[Start of Provided records]
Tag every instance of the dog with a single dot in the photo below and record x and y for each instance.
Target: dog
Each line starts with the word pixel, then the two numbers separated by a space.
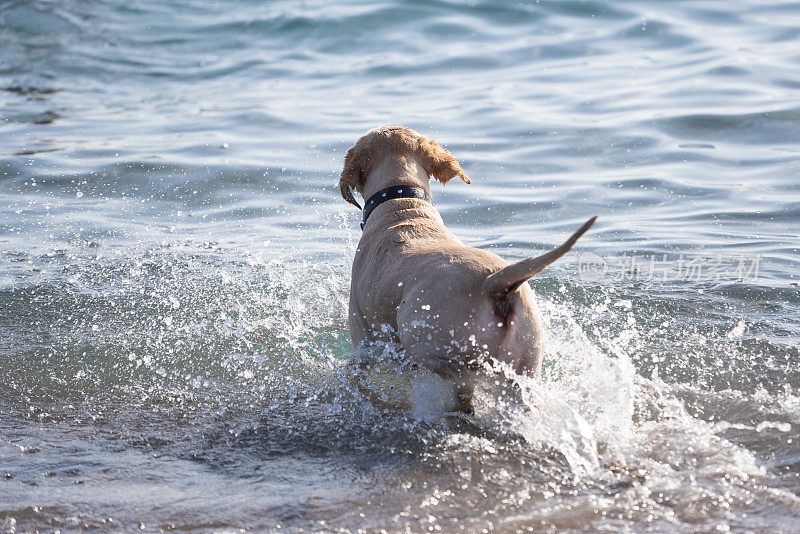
pixel 451 307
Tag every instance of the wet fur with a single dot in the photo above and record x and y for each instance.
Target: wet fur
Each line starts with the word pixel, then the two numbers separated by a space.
pixel 414 283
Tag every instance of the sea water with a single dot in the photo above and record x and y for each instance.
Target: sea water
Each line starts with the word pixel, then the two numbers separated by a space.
pixel 175 263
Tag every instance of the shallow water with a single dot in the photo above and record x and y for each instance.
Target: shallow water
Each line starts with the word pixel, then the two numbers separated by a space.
pixel 174 263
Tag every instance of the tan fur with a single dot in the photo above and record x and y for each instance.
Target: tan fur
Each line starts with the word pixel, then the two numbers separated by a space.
pixel 416 284
pixel 400 141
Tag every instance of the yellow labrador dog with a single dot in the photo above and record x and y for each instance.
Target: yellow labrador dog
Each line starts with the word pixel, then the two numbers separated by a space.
pixel 450 306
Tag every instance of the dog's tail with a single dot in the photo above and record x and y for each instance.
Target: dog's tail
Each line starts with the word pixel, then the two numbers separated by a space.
pixel 507 280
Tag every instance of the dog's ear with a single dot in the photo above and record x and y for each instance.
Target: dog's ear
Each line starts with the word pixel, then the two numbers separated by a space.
pixel 438 162
pixel 352 176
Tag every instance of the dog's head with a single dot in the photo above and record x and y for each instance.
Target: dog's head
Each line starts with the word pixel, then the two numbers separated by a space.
pixel 387 140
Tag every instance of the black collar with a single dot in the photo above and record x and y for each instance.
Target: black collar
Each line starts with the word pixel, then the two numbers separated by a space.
pixel 390 193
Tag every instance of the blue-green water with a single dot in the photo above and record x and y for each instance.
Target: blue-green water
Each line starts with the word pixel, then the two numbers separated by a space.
pixel 174 263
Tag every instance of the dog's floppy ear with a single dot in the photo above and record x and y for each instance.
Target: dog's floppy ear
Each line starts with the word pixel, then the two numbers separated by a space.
pixel 438 162
pixel 352 176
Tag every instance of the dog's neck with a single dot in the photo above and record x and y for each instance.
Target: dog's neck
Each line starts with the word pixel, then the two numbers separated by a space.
pixel 396 170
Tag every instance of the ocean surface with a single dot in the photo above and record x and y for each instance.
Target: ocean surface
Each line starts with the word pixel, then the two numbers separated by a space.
pixel 175 263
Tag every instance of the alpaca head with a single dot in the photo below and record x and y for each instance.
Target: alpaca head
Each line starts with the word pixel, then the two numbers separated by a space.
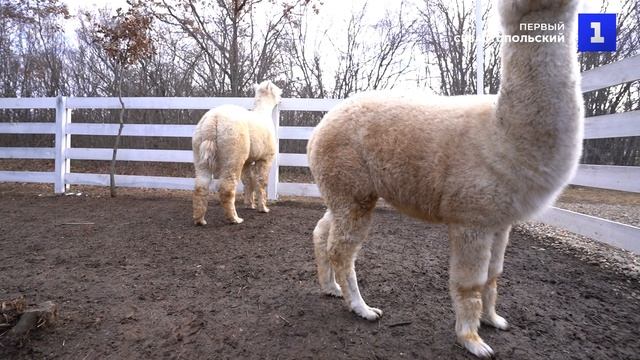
pixel 267 91
pixel 515 12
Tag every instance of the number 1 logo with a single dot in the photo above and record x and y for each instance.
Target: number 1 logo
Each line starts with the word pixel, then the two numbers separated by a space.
pixel 596 32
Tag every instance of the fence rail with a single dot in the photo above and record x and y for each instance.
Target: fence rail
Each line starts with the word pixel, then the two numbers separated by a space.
pixel 606 126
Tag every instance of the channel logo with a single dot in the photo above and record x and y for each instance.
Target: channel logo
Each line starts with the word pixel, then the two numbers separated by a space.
pixel 596 32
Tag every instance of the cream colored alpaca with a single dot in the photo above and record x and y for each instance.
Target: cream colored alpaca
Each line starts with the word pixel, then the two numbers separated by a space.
pixel 476 163
pixel 232 143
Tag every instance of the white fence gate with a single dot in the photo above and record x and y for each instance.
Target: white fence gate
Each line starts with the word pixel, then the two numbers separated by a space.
pixel 622 178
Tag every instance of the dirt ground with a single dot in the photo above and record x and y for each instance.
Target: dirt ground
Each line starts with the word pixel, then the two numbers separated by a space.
pixel 134 279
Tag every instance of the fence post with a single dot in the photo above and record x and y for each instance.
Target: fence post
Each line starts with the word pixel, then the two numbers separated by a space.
pixel 62 164
pixel 272 189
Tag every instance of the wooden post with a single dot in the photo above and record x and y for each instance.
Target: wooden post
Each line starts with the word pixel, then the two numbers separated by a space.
pixel 479 49
pixel 62 164
pixel 272 188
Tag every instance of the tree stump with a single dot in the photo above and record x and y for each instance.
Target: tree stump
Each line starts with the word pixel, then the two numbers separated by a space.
pixel 17 318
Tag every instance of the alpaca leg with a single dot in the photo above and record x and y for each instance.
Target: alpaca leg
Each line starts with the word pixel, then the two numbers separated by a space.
pixel 326 275
pixel 200 193
pixel 490 291
pixel 262 173
pixel 227 193
pixel 248 180
pixel 468 268
pixel 348 231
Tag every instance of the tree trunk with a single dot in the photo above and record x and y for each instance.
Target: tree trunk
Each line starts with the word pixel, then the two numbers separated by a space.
pixel 112 172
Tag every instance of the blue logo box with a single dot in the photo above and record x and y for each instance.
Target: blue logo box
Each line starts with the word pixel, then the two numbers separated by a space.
pixel 596 32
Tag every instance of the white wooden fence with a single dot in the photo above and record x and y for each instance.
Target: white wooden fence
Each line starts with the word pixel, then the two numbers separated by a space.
pixel 607 177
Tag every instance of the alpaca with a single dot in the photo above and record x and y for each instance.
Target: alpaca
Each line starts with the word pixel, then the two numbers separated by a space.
pixel 478 164
pixel 232 143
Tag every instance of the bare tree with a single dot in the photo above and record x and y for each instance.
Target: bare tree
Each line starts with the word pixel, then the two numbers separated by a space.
pixel 447 28
pixel 126 41
pixel 236 50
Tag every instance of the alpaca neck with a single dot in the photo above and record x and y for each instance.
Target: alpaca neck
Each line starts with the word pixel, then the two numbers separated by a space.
[End of Provided records]
Written problem: Your task is to copy the entries in full and exactly, without any images.

Answer to this problem:
Tag every instance of the dog with a single dot in the photo below and record x and y for each instance.
Target: dog
Each line starts with the word pixel, then the two numbers separated by a space.
pixel 451 307
Tag every instance of the wet fur with a single dot in the photo above and record x and y for each instance.
Target: wet fur
Each line starts with the word pixel, then the two numbers separated by a space.
pixel 414 283
Tag every instance of the sea water with a single dot in the photo above and record x and y for each instance.
Target: sea water
Each line starts with the word pixel, then the two numbers separated by a space.
pixel 175 263
Tag every instance of the shallow water with a single dot in the photo above and record x and y for each instance.
Target: shallow water
Each line starts with the word pixel, then the two numbers separated by a space.
pixel 174 263
Tag every instance of the tan fur with a single dot in the photo above and record x and y for each instance.
Target: tan fur
Each line starts with the word pixel, then the two numbers separated by a space.
pixel 416 284
pixel 400 141
Tag every instance of the yellow labrador dog with a single dot in the photo above and record x and y for each instance.
Target: yellow labrador dog
Each line starts with the word pixel, then the two numbers separated by a space.
pixel 450 306
Tag every instance of the dog's tail with a single dot in the photo above and record x and y for each instance.
Target: dog's tail
Each line starts with the word pixel, then the two numbers separated by a space.
pixel 507 280
Tag every instance of the dog's ear with a single dot in the photo above and record x and y for each instance.
Target: dog's ear
Each line starts with the word pixel, then the two numbers separated by a space.
pixel 438 162
pixel 352 176
Tag every instance of the dog's head with a single dot in the photo above and record x and y for each instance.
Target: dog's head
Each line starts with the word pixel, then the two numbers separated by a space.
pixel 387 140
Tag every instance of the black collar with a single dot in the photo above and record x and y for each instance.
Target: black collar
Each line starts with the word pixel, then the two numbers separated by a space.
pixel 390 193
Tag every instance of the blue-green water with a single dot in the photo above and record x and y for each instance.
Target: blue-green water
Each line starts with the word pixel, then the two numbers separated by a space.
pixel 174 263
Tag every instance of the dog's floppy ear with a single dot in the photo above and record x and y for each instance.
Target: dog's floppy ear
Each line starts with the word pixel, then the two numbers separated by a space.
pixel 438 162
pixel 352 176
Tag every instance of the dog's neck with a single dot in the photo above and record x and y for each instance.
Target: dog's neck
Each line starts with the word pixel, then the two numbers separated by a space.
pixel 396 170
Tag every instance of the ocean surface with a single dot in the photo above and record x and y for each instance.
Target: ocean surface
Each line starts with the word pixel, then the two numbers separated by a space.
pixel 175 263
Tag every instance of the alpaca head with a single dot in the photo below and record x and y for each instance.
Target: alpaca head
Each line starts with the word pixel, then the two numbers separated by a space.
pixel 267 91
pixel 515 12
Tag every instance of the number 1 logo with a single dot in the photo above and record x and y for each instance.
Target: number 1 logo
Each line starts with the word pixel, then the two numbers separated by a space.
pixel 596 32
Tag every instance of the fence rail with a single dot in the photo above and record x and y for each instance.
Target: fence rail
Each line starts with the word pixel, then the two numbers separated by a space.
pixel 606 126
Tag every instance of the channel logo with a single dot in the photo above and record x and y for each instance.
Target: channel logo
Each line starts with the word pixel, then the two numbers separated by a space.
pixel 596 32
Tag every instance of the cream colored alpaca with a single dot in the photo above and record x and y for each instance.
Target: cream colored alpaca
Each line starts with the word pixel, then the two numbers separated by a space.
pixel 476 163
pixel 232 143
Tag every instance of the white fence gate with a single dot in the photo above and record x and y for each instance.
Target: white fence gate
Each line starts with the word pixel, then the two numbers separated by a space.
pixel 622 178
Tag every instance of the dirt ground with a single dot in the photo above and record x and y for each instance.
Target: dirt ground
Each line starts with the word pixel, then the two numbers separated by a space.
pixel 134 279
Tag every instance of the fence post with a single dot in the photo above and record x and y for each instance.
Target: fence post
Each line starts with the word pixel, then the two numbers separated by a space.
pixel 62 164
pixel 272 189
Tag every instance of the wooden post with a single dot in the photo above and record x and y for each instance.
Target: wooden post
Each line starts with the word pixel, then the two numbers separated by a space.
pixel 479 49
pixel 62 164
pixel 272 188
Tag every instance of the tree stump with a single dot in the photo above and record x and y for each instance.
Target: tree stump
Each line starts with the word pixel, then the two numbers separated by a space.
pixel 17 318
Tag every instance of the alpaca leg with a single dot in the photo above and record x and y for each instance.
Target: alpaca leg
Each line starts with the word pixel, then the two numbers separated by a space.
pixel 326 275
pixel 200 193
pixel 490 291
pixel 262 173
pixel 227 193
pixel 248 180
pixel 468 268
pixel 348 231
Tag every instance of the tree trunk with a single dot in the photo above and record x and y for each instance.
Target: tree trunk
Each line starts with the word pixel, then the two numbers separated by a space.
pixel 112 172
Tag every instance of the blue logo box with a single dot in the photo above and record x and y for each instance.
Target: blue logo box
Each line starts with the word pixel, then the two numbers separated by a space.
pixel 596 32
Tag every instance of the white wooden fence with a single dot in the photo above and record x and y for each instance.
Target: white wooden fence
Each line starts with the word pixel, then the two numbers separated by a space.
pixel 607 177
Tag every instance of the alpaca with a single dot in the photo above and record x and y for each instance.
Target: alpaca
Each line starts with the word pixel, then the two numbers separated by a space.
pixel 478 164
pixel 232 143
Tag every instance of the bare tree with a single dot in the photo above and record x and y for each instance.
Target: bare tree
Each line starts with the word pixel, then the two numbers separated by a space.
pixel 447 28
pixel 126 41
pixel 236 50
Tag every instance of the alpaca neck with a single dot in the photo above and record x and y for each instance.
Target: alpaca neck
Each line starts with the word pixel, then the two numbers separated by a space.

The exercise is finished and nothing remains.